### [Problem description]
Please copy the Twilight post word for word, between "Here is what" and "ecstatic about it.", inclusive.

### [Excerpted passage]

□ □ □ □ □ □ □

2.2.09

Twilight

Here is what the Guardian said about the film. It got four stars. FOUR. That's about the best a Hollywood fantasy film can hope for in the pages of the Guardian. Peter Bradshaw reserves his five star reviews for European arthouse films no one has ever heard of. Or bothers to see. But FOUR STARS? Huh? Did I see the same film?

As far as I understand, Twilight is being praised for restoring a bit of romance to the highly sexed-up high school genre of the present age. There is no hanky-panky here, as Edward (a vampire) will get murderous. So instead there is much fervent desire being repressed, and a lot of longing stares, sighing, and moodiness. It's like were back in the 19th century. Unsurprisingly, the Times were ecstatic about it.

□ □ □ □ □ □ □

[Natural language region descriptions]

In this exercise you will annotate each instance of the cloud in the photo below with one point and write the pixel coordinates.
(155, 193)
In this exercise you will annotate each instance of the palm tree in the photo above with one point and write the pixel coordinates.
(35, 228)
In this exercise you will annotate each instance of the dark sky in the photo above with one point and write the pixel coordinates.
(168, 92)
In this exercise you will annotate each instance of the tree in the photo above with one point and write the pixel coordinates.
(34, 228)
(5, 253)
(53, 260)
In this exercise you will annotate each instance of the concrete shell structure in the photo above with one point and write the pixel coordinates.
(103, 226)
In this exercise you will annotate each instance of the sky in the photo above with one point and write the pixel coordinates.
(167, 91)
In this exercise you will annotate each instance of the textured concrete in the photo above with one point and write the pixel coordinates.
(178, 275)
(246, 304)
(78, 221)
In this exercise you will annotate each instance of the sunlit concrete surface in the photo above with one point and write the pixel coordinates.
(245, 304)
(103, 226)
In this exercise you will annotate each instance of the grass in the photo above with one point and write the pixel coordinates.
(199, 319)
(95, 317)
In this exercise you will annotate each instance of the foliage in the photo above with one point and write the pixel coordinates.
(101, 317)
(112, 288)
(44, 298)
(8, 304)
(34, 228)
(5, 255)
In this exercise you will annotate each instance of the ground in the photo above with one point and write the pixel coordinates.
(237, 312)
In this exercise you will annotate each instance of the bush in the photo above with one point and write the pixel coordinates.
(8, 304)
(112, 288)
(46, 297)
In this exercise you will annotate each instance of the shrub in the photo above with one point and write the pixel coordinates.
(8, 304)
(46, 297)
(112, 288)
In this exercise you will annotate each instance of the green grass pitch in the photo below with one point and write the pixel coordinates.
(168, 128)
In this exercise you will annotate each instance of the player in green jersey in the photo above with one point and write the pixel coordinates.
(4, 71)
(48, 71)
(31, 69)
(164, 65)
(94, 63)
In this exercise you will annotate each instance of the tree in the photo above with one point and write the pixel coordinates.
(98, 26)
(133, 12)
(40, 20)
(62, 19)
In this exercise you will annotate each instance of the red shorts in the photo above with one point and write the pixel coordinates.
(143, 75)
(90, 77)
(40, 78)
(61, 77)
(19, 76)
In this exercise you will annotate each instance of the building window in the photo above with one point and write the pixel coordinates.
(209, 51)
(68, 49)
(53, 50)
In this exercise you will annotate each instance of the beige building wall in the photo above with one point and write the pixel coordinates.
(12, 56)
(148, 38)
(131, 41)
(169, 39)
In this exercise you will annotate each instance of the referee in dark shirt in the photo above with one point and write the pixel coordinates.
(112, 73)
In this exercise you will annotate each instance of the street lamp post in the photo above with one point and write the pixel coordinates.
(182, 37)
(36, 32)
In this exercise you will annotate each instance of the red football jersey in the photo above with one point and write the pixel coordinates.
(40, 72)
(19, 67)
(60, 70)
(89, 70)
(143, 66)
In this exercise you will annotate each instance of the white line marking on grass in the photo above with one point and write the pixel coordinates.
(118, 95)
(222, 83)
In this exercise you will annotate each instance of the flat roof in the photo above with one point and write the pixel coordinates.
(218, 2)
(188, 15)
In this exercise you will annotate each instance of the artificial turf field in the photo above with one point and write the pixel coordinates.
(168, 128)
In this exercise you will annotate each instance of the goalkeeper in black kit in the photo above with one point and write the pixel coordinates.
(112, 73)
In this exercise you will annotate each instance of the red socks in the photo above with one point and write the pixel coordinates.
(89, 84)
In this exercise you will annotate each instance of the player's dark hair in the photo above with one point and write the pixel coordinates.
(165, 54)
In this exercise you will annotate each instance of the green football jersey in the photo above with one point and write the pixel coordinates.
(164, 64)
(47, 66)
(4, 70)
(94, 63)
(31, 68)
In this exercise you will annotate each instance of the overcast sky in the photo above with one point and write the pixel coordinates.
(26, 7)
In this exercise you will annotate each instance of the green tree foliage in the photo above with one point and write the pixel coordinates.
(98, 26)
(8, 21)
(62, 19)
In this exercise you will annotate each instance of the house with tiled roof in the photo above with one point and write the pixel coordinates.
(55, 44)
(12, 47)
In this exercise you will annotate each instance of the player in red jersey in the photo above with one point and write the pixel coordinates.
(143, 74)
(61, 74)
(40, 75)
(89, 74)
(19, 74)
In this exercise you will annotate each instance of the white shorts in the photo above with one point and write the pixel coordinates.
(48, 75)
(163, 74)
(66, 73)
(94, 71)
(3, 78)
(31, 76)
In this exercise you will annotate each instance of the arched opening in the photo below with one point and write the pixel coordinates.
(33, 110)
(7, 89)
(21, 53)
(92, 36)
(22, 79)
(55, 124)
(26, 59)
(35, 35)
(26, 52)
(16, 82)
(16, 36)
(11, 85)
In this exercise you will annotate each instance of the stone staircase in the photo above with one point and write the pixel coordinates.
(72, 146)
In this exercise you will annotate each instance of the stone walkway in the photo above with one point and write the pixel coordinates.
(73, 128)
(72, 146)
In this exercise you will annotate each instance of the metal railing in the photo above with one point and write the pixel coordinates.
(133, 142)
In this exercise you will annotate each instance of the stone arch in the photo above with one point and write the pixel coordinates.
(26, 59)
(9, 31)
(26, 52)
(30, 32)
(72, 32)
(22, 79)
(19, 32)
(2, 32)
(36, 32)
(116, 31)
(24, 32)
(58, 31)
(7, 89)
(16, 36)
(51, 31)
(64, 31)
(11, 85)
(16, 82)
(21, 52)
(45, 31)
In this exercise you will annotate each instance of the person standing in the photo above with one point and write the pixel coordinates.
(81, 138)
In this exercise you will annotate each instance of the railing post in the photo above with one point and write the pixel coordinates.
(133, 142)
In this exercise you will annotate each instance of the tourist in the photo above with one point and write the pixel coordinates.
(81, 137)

□ □ □ □ □ □ □

### [Expected output]
Here is what the Guardian said about the film. It got four stars. FOUR. That's about the best a Hollywood fantasy film can hope for in the pages of the Guardian. Peter Bradshaw reserves his five star reviews for European arthouse films no one has ever heard of. Or bothers to see. But FOUR STARS? Huh? Did I see the same film?

As far as I understand, Twilight is being praised for restoring a bit of romance to the highly sexed-up high school genre of the present age. There is no hanky-panky here, as Edward (a vampire) will get murderous. So instead there is much fervent desire being repressed, and a lot of longing stares, sighing, and moodiness. It's like were back in the 19th century. Unsurprisingly, the Times were ecstatic about it.